##### Source extract #####

In a park, I pulled out my laptop and wrote up a few notes. As I headed back to my Subaru, my friend Sean Prentiss walked towards me. He lives just a handful of minutes from me and was meeting his lovely family for a few days in Brattleboro.

I went to Brattleboro to meet friends from my past, and I met a friend from my present. Put that in as an interesting plot point.

On the way home, I listened to This American Life about babies switched at birth. I’m an TAL devotee, and this episode is especially fascinating.

Breaking Ice.

On a midday walk around the lake, I hear bits of breaking-up ice crash against a cement pier. Vermont spring — ice and green shoots, rain and rouge snow and sometimes sun.

This time of year — school break and tail-end-of-winter doldrums — many folks have flown to warmer and sunnier climates, seeking the old stand-by of the geographical cure. Around the lakes where summer folks own the large houses, hardly anyone is there, save for carpenters and roofers and painters, their pickup trucks clustered in driveways.

##### Excerpted data #####

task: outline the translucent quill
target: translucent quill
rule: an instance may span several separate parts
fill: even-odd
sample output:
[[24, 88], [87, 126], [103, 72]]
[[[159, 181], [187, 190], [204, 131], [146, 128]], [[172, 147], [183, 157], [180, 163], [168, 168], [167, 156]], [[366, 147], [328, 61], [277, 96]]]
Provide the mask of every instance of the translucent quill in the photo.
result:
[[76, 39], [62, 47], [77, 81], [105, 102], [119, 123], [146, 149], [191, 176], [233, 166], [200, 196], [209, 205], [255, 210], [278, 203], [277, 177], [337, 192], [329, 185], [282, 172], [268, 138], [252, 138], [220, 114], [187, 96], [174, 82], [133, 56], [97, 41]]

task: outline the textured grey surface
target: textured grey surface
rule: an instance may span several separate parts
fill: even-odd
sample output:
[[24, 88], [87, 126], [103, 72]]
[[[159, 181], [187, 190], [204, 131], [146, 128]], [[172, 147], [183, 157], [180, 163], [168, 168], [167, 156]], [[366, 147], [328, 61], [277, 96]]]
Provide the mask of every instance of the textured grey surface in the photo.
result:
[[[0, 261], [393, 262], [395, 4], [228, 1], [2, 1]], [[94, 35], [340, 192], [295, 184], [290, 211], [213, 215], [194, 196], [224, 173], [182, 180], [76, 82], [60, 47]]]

#####

■ **Assignment A**:
In the Vermont journal text, what did the writer hear on the midday walk around the lake?
■ **Assignment B**:
Continue the Vermont journal text from its last sentence, keeping the same first-person voice.

■ **Task answer A**:
Bits of breaking-up ice crashing against a cement pier.

■ **Task answer B**:
But the lake keeps on with its own steady world, the fierce ice gradually giving up its ghost. By the time these summer folks return, the water will have warmed again. For now, though, ice clinks as it breaks apart.

I tie my long hair back with a rubber band I found in my coat pocket. The breeze carries the damp scent of the earth, the dream of unfurling leaves, the memory of children crouched among the cedar tree roots, playing.

“The sun was warm but the wind was chill. You know how it is with an April day.”

~ Robert Frost

Mudding Nests.

Heavy snow falls this morning. My little cat sits at the back door, staring up at flakes swirling down through the porch light. The snow is dense and sopping wet and won’t last long. It will drive out the green that is already bursting through the tips of branches. Nonetheless, the damp eats into us. I’ve foolishly let the wood stove go dead. When I kindle a fire, the cats return, satisfied again.

Around us, there’s a raging dissatisfaction. The pandemic continues to unwind, and war rages overseas in the most sickening ways. My teenager asks with adolescent scorn what’s up with the human race, anyway, as if I’ve had a major role in shaping eons of stark unfairness. I toss the conversation back to her: you’re a piece of this human pie, too.

I long for heat and beach sand.

In the meantime, the great world spins on. The snow will melt by midday. We keep on.

Nature teaches nothing is lost.

It’s transmuted.

~ Laura Grace Weldon

Not Rabbits, Hares.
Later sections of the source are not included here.